● TEXT SEGMENT:
Monday, June 11, 2012

Shower: A Blessing

One of the many, many things we take for granted these days is the ability to take a shower. Or a daily bath. Try to imagine your life without these amenities.

No big deal, you may think. One can wash in the sink, do a sponge bath, use plenty of deodorant and change clothes several times a day.
Yes, but how long will that be effective for the personal hygienic standards we have for ourselves?  How long before you just feel that these makeshift measures are overwhelmingly inadequate?
Because they are indeed inadequate in the long run.

My bathroom is being remodeled. Actually, the floor is being replaced. Everything had to be taken out, and new floor joists put in, which means the foundation had to be adjusted or braced in a couple of places. Nothing is being done quickly, all is being done thoroughly. In the meantime, the only source of water to eash with is the kitchen sink.

To make it worse, I live in town, with house to the right of me, house to the left of me, houses behind me. There is really little expectation of privacy, even with blankets covering the windows and all the doors locked. One doesn't linger over ablutions in those circumstances.
Can't even put up a camp shower because of too-close neighbors and too many out of school children. They like to inspect and question and look.

I never thought I was a person overly concerned with bathing. All the years I worked in fast food ingrained some things more deeply than I knew. One of those things was bathing regularly.

I'm embarrassed.
I don't want to go out.

My baby-est brother (they are all younger than me) is getting married this weekend. One of the reasons I'm not going is because I don't want to embarrass him (them) by being the most malodorous guest, These days I not only look like an elephant, I feel that I am beginning to smell like one.
I picture myself as Pigpen, with clouds of body-stink emanating from me, instead of good clean dirt.

Now, I know some of this may be exaggerated, but I've had persistent body-odor issues in my life. And I just plain don't, can't,  feel clean.

So, don't take your shower for granted. Hug it, kiss it, thank god for it. Add it to your list of things third world people would like to have, like broccoli. Microwaveable broccoli. Bathe with indulgence, just that you have water and soap, and more water to remove the soap, all the soap.

Data records

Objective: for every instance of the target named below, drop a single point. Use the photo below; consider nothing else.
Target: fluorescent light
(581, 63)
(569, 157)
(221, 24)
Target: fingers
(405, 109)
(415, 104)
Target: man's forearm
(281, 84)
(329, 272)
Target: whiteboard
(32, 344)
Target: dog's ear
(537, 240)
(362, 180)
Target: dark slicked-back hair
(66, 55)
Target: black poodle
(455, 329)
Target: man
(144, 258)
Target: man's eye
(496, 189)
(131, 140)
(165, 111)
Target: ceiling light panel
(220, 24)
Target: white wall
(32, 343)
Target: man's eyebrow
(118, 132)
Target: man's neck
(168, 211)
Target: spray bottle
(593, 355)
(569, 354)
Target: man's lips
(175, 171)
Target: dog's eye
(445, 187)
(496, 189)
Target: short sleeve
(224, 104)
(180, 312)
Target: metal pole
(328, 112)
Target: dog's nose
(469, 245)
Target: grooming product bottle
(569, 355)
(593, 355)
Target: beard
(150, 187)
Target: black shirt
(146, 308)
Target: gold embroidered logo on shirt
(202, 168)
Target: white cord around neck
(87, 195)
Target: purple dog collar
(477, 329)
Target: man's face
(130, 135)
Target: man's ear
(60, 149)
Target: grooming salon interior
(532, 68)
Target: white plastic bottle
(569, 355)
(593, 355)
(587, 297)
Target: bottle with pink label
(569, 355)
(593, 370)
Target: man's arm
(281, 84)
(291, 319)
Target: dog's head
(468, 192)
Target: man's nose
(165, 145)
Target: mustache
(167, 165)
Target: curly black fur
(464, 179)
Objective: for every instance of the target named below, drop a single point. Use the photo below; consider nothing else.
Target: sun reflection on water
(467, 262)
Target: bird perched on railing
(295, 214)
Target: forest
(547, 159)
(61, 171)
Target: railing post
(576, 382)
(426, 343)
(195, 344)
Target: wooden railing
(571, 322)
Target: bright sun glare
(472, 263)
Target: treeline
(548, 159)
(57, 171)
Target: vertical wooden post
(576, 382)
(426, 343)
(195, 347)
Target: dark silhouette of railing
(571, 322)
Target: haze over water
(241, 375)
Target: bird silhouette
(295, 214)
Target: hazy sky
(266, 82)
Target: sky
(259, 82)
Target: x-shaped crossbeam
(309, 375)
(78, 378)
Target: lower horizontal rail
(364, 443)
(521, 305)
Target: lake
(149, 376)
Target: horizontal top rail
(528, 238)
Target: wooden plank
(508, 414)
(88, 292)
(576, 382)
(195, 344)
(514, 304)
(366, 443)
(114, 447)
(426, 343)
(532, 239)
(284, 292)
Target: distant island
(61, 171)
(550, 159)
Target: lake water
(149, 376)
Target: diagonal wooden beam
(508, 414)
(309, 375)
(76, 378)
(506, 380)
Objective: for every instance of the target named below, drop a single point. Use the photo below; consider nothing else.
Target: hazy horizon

● PROBLEM 1: In the post about showers, what is the only source of water available while the bathroom is remodeled?
● PROBLEM 2: Rewrite the part of the post about showers from "I'm embarrassed." up to and including "smell like one.", switching "brother" to "sister".

● EXERCISE SOLUTION 1: The kitchen sink.

● EXERCISE SOLUTION 2:
I'm embarrassed.
I don't want to go out.

My baby-est sister (they are all younger than me) is getting married this weekend. One of the reasons I'm not going is because I don't want to embarrass him (them) by being the most malodorous guest, These days I not only look like an elephant, I feel that I am beginning to smell like one.